start Source document

Recall that an advantage of oblivious sketching is that $$ \norm{\bS\bA\bx }\approx_\eps\norm{\bx }\text{ for all }\bx\in\R^n\\ \iff\\ \norm{\bS\bU\bx }\approx_\eps\norm{\bx }\text{ for all }\bx\in\R^n, $$ where `\bU ` has orthonormal columns
(here assuming `\dim\colspan(\bA )=d`).

Recall that the embedding condition is equivalent to $$\norm{\bU^\top\bS^\top\bS\bU -\Iden}_2\le\eps.$$

Since `\bU^\top\bU = \Iden`:

A spectral error bound for $$\bU^\top\bS^\top\bS\bU $$ as an estimate of $$\bU^\top\bU $$ implies a subspace embedding bound.

end Source document

* Challenges:
(1) Repeat the passage on oblivious sketching word for word, from "Recall that an" to "subspace embedding bound.".
(2) Pick up the passage on oblivious sketching after its final sentence and write what comes next.

start Data supplied

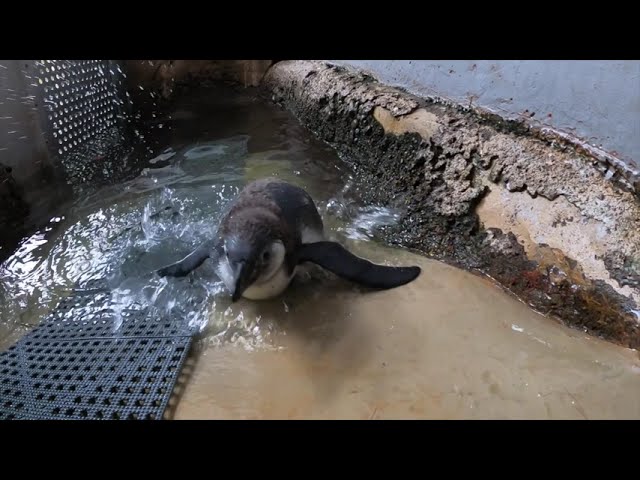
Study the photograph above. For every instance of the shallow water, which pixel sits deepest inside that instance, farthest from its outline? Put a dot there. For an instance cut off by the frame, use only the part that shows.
(449, 345)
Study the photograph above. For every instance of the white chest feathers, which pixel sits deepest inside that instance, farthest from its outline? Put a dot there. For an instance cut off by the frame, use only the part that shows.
(275, 279)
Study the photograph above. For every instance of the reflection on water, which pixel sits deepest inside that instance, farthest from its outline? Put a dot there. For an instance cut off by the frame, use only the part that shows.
(449, 345)
(123, 233)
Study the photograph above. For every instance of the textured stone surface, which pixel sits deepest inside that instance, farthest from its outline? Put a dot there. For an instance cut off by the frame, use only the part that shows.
(438, 162)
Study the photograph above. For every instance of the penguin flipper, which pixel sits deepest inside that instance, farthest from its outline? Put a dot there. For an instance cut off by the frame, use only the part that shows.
(208, 249)
(334, 257)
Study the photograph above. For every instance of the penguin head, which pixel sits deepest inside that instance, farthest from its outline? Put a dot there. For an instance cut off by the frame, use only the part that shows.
(254, 249)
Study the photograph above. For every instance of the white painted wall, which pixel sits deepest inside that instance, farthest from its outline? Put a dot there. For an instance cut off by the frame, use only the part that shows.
(596, 101)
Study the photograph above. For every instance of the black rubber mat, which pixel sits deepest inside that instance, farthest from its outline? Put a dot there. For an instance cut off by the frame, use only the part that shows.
(91, 360)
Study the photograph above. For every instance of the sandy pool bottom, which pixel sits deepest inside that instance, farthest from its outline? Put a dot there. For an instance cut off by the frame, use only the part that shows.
(450, 345)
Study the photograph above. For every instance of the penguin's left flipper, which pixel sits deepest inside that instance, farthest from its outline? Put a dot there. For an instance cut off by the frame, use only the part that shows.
(338, 260)
(209, 249)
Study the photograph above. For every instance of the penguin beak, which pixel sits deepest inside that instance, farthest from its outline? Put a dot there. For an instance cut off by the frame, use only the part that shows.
(241, 277)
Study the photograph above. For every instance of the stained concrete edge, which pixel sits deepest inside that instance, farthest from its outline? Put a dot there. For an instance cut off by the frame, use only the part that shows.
(488, 194)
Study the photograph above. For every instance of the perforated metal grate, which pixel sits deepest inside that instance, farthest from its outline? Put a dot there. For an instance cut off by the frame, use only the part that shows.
(82, 97)
(87, 360)
(85, 116)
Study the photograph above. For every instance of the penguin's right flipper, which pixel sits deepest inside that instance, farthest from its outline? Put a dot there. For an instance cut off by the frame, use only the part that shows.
(338, 260)
(209, 249)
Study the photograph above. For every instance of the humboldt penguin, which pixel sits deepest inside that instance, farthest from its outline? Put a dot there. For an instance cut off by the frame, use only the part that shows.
(270, 229)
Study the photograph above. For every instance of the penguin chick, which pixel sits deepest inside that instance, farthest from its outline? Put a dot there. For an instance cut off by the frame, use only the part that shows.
(271, 228)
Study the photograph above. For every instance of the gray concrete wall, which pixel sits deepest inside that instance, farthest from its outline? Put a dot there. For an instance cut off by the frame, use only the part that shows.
(595, 101)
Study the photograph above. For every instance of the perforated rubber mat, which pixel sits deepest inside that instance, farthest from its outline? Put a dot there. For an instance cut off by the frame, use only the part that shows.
(91, 360)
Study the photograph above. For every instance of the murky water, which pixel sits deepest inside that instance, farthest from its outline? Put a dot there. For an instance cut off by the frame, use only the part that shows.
(449, 345)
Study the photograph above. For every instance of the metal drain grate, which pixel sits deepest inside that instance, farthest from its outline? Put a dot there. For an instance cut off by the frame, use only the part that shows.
(78, 365)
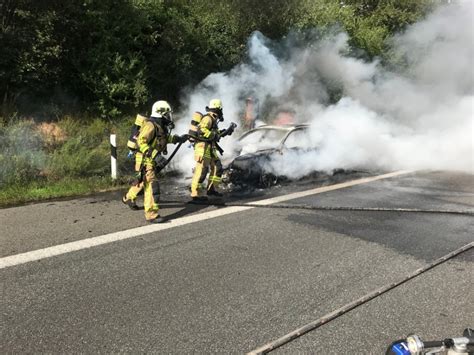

end Data supplied

* Results in order:
(1)
Recall that an advantage of oblivious sketching is that $$ \norm{\bS\bA\bx }\approx_\eps\norm{\bx }\text{ for all }\bx\in\R^n\\ \iff\\ \norm{\bS\bU\bx }\approx_\eps\norm{\bx }\text{ for all }\bx\in\R^n, $$ where `\bU ` has orthonormal columns
(here assuming `\dim\colspan(\bA )=d`).

Recall that the embedding condition is equivalent to $$\norm{\bU^\top\bS^\top\bS\bU -\Iden}_2\le\eps.$$

Since `\bU^\top\bU = \Iden`:

A spectral error bound for $$\bU^\top\bS^\top\bS\bU $$ as an estimate of $$\bU^\top\bU $$ implies a subspace embedding bound.

(2)
From subspace embedding
to matrix multiplication

There is also a kind of converse:
if the sketching error of `\bS ` is well-behaved, then
`\bS ` is good for matrix multiplication.
Suppose for
  • Sketching matrix `\bS\in\R^{m\times n}`
  • Any fixed unit `\by\in\R^n`
  • Fixed `p\ge 2`
  • `X\equiv |\,\norm{\bS\by }^2-1\,| = \Err_\bS(\by)`

that $$\E[X^p]^{1/p}\le\frac12\eps\delta^{1/p}.$$ (In particular, sub-Gaussian i.d. `\bS ` satisfy this for `p=2`.)
Then for `\bA\in\R^{n\times d}`, `\bB\in\R^{n\times d'}`, $$\norm{\bA^\top\bS^\top\bS\bB -\bA^\top\bB }_F\le\eps\norm{\bA }_F\norm{\bB }_F$$ with failure probability `\delta`.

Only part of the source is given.